> GIVEN TEXT:
Segment Open

Goose, I think this is excellent thinking as well.
Post# of 148158
I sure as hell hope Jonas will be successful, but from an earlier conversation I had, it seems like it will be difficult, but I hope he will figure out a way to get it done.
The reason is that the gene capsid that gets translated into the monoclonal antibody protein LRM is itself not replicated when the original T cell divides to multiply during mitosis.
In the initial LRM AAV transfusion, lets say 5 billion T cells and B cells in the patient's body are "infected" by this adeno virus vector, and infects these cells with the gene capsid which when translated, makes LRM. Well, when these 5 billion Immune cells go to divide and multiply, they will not copy & multiply that gene, but that gene will only remain in the initial T or B cell, but will not end up in the daughter cell.

Segment Closed

> PROBLEM 1:
Repeat from the post the stretch from "Goose, I think" through "get it done.", word for word.
> PROBLEM 2:
In the post, how many T cells and B cells are said to be infected in the initial LRM AAV transfusion?

> EXTRACTED MATERIAL:
Segment Open

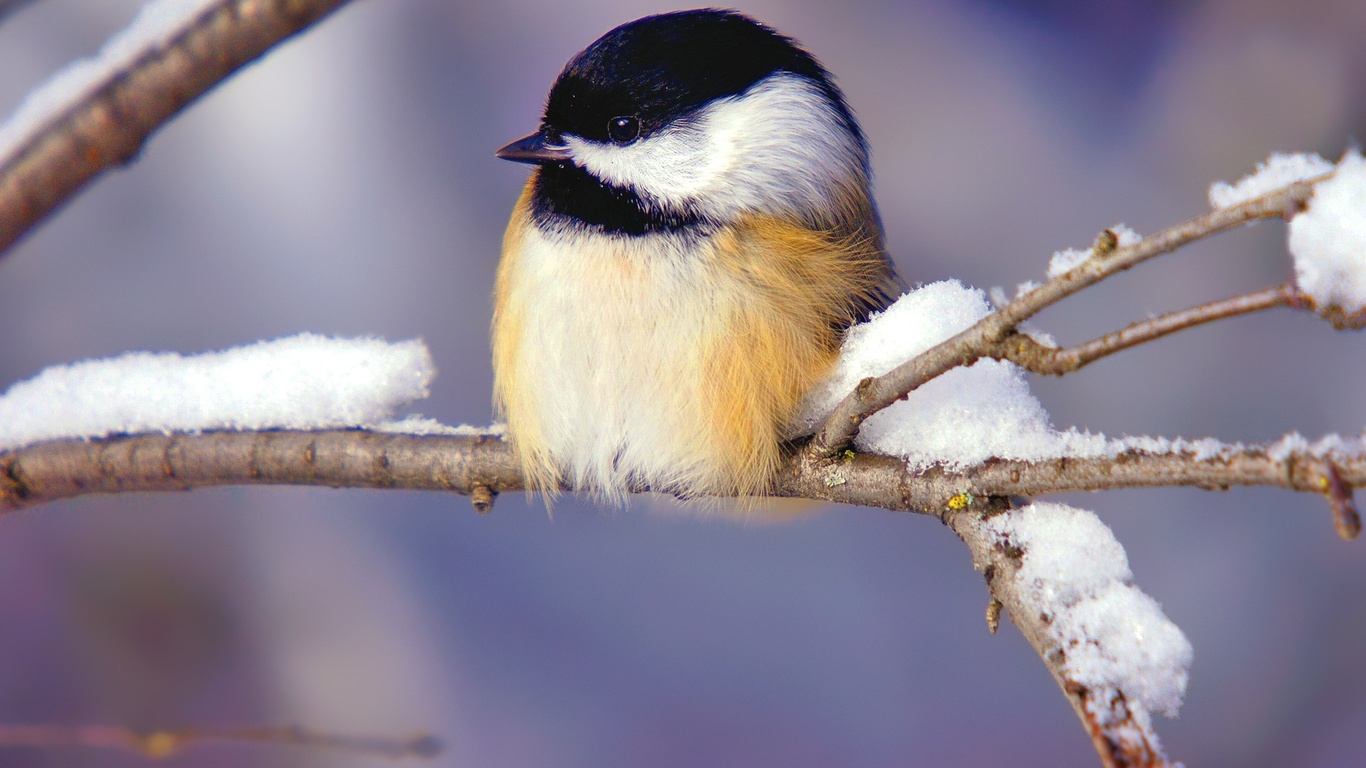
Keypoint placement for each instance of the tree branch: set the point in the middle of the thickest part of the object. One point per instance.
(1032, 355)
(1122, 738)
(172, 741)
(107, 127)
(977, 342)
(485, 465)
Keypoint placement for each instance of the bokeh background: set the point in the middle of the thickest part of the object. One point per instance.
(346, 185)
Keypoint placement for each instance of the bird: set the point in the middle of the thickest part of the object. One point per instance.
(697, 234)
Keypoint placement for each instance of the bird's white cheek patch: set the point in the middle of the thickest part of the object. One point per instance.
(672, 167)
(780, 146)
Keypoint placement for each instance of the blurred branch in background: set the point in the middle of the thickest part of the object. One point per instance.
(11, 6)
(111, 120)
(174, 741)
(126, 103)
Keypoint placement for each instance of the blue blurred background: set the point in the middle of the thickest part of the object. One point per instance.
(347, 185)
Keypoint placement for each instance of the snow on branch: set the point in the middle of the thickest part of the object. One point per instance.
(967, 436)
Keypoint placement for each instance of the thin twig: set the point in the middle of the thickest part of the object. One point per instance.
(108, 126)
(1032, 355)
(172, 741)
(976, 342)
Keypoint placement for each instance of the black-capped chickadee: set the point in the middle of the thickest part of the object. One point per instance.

Segment Closed
Segment Open

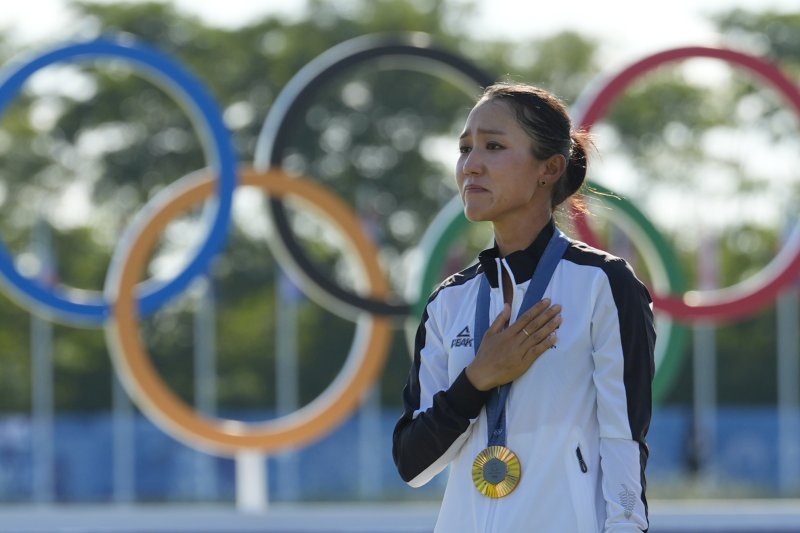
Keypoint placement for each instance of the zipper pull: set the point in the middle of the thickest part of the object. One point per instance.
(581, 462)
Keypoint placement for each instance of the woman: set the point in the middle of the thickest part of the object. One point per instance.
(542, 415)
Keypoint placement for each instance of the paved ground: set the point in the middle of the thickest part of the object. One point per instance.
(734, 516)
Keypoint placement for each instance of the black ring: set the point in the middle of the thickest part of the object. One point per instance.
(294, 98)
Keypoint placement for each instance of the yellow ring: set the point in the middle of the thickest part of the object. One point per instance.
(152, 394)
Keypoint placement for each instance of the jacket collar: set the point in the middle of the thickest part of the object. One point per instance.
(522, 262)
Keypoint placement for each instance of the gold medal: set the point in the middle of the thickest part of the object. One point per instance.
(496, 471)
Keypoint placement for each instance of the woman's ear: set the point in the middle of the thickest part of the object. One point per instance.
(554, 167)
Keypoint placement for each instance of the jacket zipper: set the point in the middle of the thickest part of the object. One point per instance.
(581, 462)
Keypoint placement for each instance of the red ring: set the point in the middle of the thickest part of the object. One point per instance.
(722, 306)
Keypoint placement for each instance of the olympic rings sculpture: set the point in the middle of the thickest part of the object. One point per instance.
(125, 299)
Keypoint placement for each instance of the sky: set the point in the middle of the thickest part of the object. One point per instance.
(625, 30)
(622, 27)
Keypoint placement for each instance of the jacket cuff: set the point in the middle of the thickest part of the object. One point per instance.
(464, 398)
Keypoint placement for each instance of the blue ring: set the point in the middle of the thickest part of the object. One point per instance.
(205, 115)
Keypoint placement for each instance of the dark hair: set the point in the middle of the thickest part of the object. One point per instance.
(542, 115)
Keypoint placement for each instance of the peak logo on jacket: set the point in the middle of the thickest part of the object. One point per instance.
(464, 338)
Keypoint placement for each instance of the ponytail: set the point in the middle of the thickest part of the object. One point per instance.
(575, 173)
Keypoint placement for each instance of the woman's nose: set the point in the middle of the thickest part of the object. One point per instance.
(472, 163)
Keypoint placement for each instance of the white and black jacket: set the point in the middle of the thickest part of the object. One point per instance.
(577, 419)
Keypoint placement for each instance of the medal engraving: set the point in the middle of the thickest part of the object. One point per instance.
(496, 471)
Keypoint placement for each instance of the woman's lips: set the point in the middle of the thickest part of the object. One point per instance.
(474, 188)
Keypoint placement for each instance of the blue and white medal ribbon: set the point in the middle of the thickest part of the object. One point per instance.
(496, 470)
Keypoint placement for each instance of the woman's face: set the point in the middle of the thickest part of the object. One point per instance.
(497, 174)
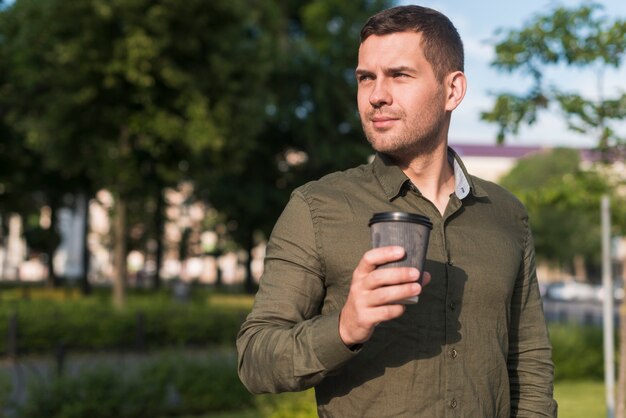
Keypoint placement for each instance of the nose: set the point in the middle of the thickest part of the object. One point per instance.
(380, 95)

Segment Closed

> EXPECTED ANSWER 1:
Goose, I think this is excellent thinking as well.
Post# of 148158
I sure as hell hope Jonas will be successful, but from an earlier conversation I had, it seems like it will be difficult, but I hope he will figure out a way to get it done.

> EXPECTED ANSWER 2:
5 billion T cells and B cells.